• Description of the task
Print exactly the lines from the line with "the dark trousers" to the last line of the data, please, both included.

[Stored dataset items]
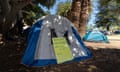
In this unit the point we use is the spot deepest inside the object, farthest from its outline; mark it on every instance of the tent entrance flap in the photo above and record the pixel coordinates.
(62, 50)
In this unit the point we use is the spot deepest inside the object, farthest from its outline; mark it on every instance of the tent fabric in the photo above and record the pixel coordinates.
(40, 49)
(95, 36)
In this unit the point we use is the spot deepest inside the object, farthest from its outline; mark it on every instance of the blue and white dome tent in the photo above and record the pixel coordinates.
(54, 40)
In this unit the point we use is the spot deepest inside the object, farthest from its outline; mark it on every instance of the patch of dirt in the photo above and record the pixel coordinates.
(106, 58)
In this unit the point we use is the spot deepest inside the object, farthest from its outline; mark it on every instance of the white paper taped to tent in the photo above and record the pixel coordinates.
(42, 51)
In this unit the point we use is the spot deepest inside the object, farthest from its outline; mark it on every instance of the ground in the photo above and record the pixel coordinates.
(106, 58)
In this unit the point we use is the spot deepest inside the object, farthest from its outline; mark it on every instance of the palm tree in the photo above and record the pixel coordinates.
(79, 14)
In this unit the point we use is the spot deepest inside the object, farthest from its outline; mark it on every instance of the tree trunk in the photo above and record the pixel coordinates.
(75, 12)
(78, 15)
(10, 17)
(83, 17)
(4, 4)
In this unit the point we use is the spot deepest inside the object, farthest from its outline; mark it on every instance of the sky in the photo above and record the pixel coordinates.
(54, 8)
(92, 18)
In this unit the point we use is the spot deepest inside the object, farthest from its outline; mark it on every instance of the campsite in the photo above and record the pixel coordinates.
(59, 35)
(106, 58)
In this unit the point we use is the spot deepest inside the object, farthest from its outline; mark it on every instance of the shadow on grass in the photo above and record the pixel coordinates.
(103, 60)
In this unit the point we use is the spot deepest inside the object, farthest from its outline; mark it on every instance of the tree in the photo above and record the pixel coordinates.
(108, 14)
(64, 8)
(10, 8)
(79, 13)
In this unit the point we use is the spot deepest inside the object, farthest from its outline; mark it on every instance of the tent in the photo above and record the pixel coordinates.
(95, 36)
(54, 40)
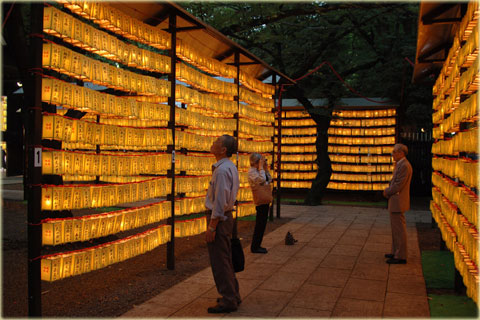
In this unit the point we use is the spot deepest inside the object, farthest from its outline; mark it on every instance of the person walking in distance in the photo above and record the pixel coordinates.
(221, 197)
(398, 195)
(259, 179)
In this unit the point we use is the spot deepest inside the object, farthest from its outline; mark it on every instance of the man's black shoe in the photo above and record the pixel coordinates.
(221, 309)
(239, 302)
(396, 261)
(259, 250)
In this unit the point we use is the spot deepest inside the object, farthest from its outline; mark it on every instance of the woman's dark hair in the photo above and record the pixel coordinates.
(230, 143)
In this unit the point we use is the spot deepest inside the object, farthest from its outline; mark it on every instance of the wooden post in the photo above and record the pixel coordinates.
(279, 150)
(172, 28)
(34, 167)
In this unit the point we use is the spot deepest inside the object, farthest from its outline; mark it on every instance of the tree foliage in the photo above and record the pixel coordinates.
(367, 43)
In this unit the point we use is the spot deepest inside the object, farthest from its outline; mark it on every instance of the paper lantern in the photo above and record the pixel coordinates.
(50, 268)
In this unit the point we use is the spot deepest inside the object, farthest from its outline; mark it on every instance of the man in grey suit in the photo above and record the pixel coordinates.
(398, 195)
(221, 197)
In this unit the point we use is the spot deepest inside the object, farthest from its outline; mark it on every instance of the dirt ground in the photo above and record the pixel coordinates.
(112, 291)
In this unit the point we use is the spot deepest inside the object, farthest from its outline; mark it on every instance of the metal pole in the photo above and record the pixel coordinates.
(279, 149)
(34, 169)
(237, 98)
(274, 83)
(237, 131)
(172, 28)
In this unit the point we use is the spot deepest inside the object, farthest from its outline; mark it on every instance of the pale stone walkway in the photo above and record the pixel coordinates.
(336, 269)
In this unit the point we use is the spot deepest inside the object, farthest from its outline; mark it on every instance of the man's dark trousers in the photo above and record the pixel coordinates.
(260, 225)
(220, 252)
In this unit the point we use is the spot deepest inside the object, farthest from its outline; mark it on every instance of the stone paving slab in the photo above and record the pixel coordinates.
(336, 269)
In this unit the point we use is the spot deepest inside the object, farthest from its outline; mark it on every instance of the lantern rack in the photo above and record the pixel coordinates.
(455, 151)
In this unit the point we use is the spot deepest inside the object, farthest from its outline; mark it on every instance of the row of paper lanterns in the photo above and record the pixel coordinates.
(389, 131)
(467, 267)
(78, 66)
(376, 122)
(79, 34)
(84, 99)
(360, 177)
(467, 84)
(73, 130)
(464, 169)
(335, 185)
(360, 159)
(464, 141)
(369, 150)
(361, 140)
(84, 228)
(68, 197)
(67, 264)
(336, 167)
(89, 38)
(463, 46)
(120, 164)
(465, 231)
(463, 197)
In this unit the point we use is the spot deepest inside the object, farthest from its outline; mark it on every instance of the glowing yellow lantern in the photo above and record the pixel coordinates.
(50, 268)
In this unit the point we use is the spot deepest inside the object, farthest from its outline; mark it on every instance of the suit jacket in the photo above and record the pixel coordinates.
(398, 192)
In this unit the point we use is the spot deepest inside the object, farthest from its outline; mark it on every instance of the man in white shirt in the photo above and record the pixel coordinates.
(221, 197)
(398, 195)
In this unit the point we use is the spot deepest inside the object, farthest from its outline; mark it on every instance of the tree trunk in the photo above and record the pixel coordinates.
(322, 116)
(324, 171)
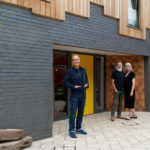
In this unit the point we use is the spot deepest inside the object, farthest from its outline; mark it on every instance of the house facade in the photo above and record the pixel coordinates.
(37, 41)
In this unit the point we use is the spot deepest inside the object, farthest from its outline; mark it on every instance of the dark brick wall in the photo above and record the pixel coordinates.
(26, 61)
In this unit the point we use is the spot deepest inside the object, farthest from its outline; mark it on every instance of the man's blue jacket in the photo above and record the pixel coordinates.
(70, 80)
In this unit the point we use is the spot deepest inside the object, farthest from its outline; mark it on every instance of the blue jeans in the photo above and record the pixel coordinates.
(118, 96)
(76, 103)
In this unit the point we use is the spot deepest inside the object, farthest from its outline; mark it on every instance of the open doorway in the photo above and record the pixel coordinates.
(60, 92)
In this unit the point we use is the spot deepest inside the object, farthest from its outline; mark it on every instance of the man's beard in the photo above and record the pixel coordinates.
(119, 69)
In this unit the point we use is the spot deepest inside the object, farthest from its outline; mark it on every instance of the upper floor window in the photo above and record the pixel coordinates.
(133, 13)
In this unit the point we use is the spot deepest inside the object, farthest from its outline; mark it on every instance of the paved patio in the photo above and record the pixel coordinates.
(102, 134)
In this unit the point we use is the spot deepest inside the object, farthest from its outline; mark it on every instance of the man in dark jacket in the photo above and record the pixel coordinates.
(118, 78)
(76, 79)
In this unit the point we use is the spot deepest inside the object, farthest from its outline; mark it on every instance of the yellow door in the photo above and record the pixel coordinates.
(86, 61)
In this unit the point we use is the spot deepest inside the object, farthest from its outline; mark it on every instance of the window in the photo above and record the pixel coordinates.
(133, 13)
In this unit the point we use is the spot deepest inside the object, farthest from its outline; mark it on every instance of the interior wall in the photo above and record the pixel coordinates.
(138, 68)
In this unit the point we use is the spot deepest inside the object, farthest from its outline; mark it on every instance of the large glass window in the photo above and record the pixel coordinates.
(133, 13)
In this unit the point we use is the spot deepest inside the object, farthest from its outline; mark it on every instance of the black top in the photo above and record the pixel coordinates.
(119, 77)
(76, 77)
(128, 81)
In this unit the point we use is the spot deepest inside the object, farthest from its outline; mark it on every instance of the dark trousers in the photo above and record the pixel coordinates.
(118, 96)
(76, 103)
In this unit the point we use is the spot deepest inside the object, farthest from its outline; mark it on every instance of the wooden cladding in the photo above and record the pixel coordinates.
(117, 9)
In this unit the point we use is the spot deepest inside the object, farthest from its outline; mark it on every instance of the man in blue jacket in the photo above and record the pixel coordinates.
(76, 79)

• Task output
In this unit the point we use is the spot deepest inside the object, farthest from its outline; mark it on every instance of the dark trousers in the photo above and record the pixel coordinates.
(118, 96)
(76, 103)
In this unit the point we use is the spot deepest inside the object, farthest from its outline; mark it on every instance of the wooden cladding in the photo above and record the pixel coordinates.
(117, 9)
In this unit the point we use is the spot deepest inside the object, farthest from its outline; mark it on every instance of the man in blue jacket in the photo above and record the pixel coordinates.
(76, 79)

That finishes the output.